# Material provided:
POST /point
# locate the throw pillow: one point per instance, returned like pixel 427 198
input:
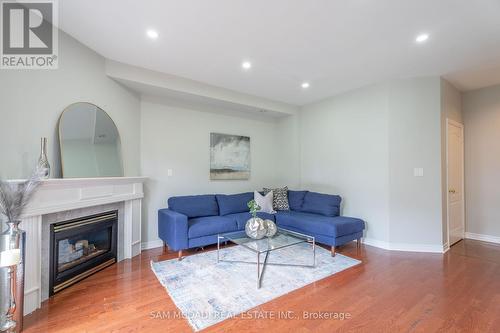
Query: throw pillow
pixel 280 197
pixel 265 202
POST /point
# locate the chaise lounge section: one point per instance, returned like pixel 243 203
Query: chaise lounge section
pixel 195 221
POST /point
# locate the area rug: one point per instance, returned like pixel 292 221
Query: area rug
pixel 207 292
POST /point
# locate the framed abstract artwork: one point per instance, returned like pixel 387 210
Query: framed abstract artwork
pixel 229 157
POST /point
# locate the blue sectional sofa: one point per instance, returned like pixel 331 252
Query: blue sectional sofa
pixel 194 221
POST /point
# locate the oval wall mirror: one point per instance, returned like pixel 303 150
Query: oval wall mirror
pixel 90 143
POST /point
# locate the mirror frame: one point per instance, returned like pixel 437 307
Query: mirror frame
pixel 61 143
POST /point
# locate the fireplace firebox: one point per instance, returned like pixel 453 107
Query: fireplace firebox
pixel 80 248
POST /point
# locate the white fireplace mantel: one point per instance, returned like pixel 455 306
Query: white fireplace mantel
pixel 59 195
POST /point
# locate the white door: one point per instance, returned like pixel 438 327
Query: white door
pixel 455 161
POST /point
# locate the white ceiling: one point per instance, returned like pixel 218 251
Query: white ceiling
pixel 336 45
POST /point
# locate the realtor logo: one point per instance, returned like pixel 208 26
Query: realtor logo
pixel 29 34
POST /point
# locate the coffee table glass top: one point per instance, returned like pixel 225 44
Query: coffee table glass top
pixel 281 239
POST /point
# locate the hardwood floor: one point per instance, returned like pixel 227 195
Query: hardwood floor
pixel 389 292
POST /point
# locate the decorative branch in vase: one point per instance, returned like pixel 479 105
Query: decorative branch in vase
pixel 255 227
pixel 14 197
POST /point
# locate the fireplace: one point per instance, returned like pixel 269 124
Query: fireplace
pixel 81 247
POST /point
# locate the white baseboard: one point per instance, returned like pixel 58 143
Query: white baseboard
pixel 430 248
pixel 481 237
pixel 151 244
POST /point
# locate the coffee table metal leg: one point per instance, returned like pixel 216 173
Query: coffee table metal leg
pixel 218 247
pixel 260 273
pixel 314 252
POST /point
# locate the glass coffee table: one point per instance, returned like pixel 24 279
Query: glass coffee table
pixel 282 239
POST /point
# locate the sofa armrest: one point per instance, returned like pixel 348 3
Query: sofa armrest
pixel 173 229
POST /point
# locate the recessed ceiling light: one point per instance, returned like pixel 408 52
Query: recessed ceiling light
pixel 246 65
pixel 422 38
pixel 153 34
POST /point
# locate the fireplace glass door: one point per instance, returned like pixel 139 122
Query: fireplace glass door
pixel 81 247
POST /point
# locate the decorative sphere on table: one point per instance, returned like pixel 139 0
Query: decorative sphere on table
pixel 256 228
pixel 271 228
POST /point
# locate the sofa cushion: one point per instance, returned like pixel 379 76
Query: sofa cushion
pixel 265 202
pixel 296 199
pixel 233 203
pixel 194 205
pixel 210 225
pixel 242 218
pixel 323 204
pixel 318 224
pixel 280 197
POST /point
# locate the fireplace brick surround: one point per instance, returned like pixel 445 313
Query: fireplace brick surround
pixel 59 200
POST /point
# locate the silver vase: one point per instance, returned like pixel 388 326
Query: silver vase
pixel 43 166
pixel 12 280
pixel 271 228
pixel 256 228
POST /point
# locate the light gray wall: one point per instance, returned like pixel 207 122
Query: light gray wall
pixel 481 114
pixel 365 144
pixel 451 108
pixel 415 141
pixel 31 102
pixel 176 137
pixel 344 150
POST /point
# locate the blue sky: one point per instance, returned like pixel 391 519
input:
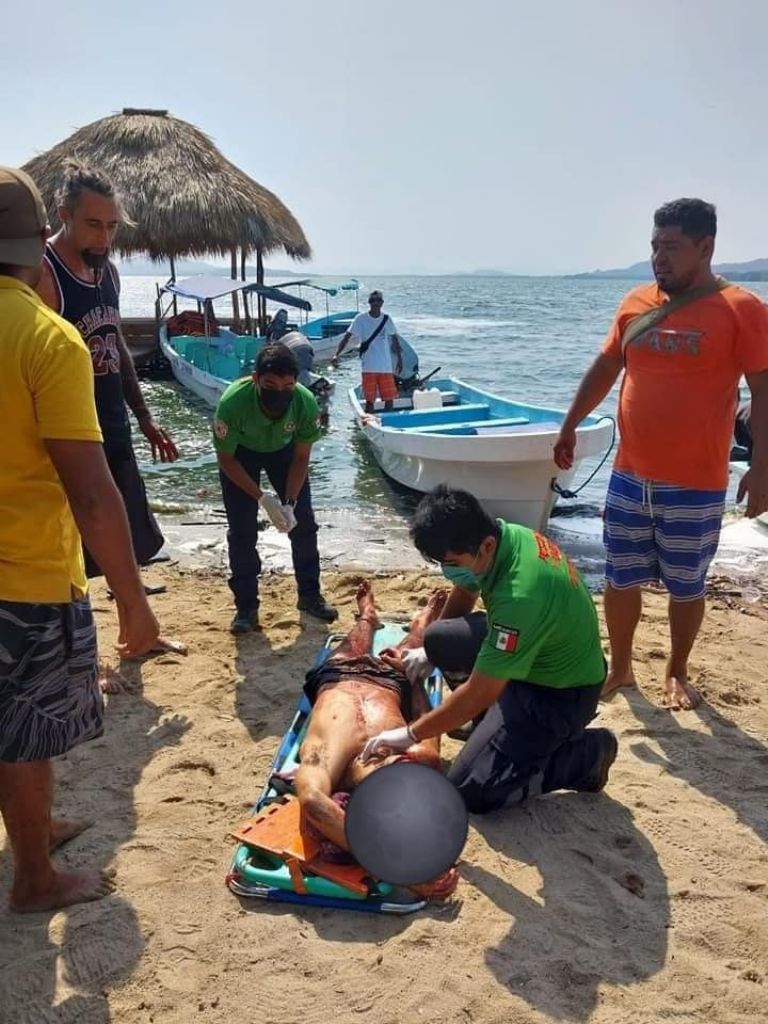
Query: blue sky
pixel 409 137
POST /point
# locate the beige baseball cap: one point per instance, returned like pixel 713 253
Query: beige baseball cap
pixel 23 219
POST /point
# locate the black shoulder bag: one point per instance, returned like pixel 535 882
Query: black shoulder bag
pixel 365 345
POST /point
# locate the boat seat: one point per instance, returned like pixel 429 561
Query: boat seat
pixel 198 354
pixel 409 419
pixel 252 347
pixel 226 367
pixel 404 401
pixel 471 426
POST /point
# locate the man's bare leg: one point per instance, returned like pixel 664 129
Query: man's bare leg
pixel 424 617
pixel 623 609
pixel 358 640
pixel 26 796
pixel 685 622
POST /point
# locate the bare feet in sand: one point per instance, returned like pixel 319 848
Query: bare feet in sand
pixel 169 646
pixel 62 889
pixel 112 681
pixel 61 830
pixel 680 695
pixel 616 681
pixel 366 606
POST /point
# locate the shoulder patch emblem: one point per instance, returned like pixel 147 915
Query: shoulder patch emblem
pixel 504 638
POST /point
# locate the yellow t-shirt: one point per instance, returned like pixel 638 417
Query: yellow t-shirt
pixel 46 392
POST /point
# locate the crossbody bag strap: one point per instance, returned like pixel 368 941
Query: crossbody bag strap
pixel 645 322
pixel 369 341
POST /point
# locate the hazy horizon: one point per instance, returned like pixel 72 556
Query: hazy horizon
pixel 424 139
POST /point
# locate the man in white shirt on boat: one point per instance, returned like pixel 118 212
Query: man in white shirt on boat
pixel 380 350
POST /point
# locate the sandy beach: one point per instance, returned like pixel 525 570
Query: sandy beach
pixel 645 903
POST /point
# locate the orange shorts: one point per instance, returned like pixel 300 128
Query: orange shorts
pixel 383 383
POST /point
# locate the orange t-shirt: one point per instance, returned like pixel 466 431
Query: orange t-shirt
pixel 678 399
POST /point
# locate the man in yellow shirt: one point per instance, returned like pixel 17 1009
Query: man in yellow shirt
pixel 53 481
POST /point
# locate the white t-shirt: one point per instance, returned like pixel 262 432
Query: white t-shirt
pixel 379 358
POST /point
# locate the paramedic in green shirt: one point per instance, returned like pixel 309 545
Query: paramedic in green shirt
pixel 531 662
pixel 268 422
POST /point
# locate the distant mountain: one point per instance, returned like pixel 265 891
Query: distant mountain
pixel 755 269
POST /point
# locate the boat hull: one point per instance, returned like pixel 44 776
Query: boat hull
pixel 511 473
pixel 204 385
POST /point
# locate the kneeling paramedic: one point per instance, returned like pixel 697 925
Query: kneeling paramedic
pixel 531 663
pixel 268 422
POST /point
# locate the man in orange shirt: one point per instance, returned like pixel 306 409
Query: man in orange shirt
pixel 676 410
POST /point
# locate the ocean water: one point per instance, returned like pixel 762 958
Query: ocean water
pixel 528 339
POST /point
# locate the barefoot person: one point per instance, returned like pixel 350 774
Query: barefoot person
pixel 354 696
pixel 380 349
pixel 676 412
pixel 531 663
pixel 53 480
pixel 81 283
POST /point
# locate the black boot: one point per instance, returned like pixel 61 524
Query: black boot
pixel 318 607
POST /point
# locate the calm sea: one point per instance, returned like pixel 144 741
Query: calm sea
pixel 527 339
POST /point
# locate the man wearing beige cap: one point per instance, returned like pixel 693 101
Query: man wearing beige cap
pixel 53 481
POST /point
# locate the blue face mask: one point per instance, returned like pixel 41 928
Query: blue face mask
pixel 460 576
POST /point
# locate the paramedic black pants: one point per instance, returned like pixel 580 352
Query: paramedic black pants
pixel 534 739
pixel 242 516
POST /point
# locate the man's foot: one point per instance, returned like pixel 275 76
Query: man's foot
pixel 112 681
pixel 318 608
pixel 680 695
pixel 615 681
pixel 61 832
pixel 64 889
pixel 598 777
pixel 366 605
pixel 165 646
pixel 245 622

* * *

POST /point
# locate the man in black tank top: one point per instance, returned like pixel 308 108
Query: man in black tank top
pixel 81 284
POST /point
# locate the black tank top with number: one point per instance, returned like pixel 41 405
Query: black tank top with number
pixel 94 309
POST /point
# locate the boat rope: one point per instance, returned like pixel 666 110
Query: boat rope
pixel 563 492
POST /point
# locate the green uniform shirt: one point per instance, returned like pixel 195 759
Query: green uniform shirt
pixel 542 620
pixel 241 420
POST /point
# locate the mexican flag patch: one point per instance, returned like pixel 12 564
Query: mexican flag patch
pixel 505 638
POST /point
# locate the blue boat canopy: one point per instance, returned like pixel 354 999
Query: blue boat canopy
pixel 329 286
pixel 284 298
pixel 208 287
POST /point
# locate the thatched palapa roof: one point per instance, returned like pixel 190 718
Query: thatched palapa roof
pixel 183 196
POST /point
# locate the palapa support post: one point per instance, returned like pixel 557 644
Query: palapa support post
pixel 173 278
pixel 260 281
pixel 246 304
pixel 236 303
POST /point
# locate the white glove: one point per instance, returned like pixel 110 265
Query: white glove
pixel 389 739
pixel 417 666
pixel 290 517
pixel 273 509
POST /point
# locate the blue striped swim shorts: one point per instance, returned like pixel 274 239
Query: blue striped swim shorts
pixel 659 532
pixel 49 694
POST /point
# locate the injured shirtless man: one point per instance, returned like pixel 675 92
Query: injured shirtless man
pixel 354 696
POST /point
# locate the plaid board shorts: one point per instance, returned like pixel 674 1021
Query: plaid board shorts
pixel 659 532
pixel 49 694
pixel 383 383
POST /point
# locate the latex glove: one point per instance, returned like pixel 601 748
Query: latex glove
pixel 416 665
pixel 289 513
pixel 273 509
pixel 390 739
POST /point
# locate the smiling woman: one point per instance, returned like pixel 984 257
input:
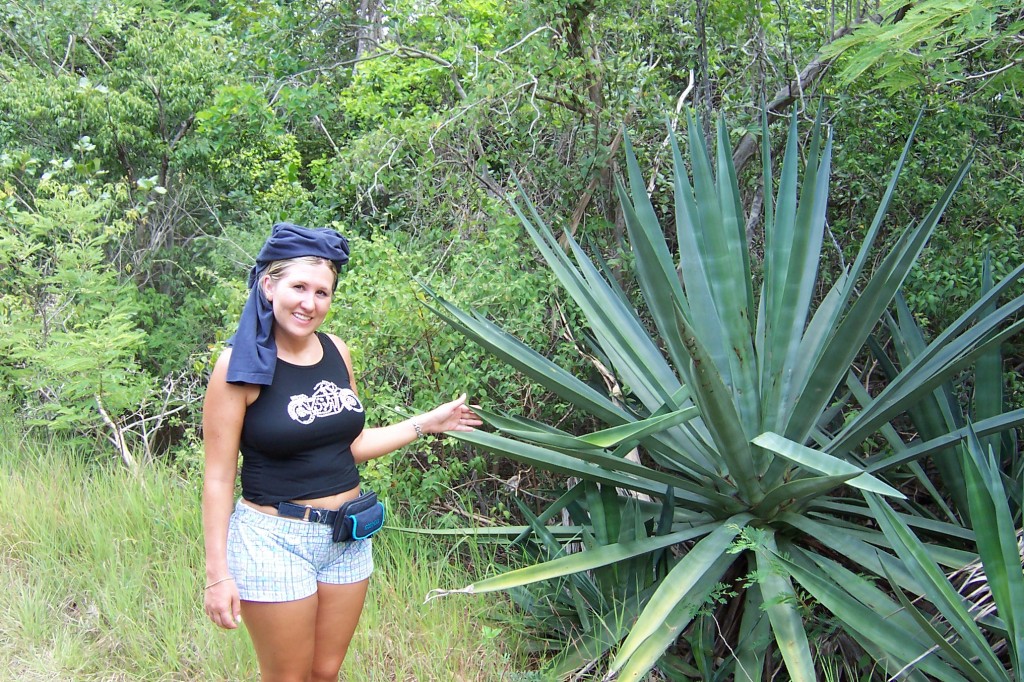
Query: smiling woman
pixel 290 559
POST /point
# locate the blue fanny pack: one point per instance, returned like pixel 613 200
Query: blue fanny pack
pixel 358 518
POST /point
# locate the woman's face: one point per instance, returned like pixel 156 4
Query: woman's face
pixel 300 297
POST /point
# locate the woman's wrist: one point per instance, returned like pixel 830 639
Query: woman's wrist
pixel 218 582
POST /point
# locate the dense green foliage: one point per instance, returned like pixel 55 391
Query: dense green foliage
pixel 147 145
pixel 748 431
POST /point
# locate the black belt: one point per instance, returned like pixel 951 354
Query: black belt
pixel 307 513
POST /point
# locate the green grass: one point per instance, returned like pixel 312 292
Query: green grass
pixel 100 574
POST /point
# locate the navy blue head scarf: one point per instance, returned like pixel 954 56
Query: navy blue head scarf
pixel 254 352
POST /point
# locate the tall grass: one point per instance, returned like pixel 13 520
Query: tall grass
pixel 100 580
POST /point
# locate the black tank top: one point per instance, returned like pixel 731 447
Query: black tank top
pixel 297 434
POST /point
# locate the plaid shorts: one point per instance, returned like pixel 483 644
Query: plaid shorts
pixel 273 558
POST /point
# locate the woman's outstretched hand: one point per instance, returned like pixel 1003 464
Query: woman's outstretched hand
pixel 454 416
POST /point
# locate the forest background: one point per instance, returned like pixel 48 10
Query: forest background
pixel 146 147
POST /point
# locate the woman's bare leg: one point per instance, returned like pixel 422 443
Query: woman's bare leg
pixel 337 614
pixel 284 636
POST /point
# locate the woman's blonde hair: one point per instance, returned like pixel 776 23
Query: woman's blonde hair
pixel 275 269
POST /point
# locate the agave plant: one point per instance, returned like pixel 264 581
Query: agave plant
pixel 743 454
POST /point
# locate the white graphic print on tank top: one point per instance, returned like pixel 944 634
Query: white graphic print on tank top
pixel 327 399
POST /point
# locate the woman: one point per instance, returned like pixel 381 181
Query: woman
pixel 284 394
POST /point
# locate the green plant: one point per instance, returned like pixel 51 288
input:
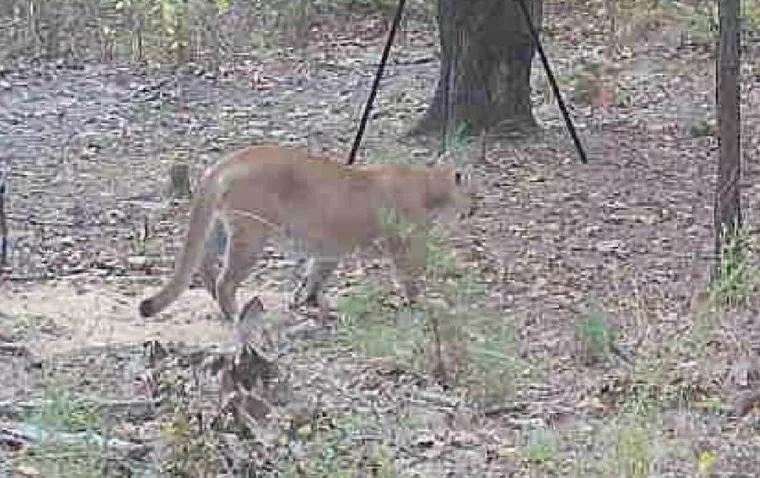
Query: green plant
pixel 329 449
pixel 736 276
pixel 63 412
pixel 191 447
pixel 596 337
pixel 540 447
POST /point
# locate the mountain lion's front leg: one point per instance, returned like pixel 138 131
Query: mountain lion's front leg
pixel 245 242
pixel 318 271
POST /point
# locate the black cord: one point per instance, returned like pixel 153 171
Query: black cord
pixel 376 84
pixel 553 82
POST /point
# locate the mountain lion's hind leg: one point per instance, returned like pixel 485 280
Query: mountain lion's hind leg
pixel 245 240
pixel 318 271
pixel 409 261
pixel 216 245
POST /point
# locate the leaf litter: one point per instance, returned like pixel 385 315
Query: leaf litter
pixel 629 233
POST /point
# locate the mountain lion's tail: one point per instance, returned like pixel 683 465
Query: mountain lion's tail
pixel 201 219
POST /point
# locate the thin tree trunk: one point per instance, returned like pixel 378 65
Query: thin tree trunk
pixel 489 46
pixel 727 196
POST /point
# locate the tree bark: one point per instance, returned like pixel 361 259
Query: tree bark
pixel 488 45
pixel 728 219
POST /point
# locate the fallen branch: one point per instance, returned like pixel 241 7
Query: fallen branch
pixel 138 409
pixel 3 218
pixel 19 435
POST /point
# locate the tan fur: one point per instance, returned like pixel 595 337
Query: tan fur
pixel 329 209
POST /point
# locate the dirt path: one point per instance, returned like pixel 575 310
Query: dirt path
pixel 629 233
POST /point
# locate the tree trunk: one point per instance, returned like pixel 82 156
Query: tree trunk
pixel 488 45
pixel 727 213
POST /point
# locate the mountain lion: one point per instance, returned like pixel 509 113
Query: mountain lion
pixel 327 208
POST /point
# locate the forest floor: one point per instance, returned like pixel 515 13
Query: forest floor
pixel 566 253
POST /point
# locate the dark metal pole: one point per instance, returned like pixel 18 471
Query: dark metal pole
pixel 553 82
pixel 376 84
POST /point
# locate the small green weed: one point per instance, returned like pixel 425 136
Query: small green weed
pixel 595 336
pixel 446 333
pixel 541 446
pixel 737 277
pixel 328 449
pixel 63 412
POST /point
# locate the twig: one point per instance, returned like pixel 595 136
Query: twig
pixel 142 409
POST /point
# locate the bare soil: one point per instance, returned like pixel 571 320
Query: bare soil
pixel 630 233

==

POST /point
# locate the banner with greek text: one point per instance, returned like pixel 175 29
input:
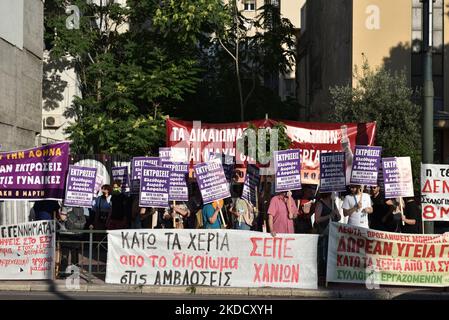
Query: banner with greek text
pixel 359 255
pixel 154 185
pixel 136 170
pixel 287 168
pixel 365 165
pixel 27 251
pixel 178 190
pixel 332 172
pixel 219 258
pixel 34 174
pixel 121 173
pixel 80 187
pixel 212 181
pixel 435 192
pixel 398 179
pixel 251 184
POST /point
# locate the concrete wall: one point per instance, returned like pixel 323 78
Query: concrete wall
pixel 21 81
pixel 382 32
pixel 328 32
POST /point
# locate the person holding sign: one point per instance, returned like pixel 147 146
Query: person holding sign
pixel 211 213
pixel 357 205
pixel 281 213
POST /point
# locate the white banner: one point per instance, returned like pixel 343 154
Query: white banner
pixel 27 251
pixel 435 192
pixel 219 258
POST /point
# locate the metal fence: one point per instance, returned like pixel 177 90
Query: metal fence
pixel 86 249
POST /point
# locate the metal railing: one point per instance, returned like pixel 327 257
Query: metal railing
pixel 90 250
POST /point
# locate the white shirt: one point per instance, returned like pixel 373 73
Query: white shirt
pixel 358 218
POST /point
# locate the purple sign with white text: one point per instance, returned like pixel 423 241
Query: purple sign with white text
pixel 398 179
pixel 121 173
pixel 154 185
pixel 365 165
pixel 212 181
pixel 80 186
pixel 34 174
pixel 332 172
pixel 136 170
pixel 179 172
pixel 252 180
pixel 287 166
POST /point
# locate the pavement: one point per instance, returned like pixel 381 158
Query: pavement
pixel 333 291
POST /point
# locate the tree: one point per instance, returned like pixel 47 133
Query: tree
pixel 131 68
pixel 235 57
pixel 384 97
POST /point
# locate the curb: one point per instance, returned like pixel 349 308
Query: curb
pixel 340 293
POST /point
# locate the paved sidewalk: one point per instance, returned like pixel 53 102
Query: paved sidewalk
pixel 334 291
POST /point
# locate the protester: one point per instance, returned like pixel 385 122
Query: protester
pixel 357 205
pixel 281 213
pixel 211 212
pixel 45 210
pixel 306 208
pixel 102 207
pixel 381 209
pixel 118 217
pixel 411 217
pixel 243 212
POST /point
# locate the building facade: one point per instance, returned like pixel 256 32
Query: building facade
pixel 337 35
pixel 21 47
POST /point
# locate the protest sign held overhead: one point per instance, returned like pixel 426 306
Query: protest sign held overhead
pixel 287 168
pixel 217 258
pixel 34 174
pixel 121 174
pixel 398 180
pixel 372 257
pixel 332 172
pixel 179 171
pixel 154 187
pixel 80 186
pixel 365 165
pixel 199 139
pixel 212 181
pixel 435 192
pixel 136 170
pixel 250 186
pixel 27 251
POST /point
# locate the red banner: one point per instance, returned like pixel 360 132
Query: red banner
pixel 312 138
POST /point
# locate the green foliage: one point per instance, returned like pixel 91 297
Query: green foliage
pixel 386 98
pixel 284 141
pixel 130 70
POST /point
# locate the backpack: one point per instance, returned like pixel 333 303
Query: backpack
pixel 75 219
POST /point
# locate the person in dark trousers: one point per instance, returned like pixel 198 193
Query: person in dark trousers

# Aim of the exercise:
Pull out every line of the items above that contains the string "grass", copying each one in full.

# Task answer:
# locate the green grass: one point per instance, returned like pixel 312 292
Query: green grass
# locate the tall grass: one point per instance, returned like pixel 13 520
Query: tall grass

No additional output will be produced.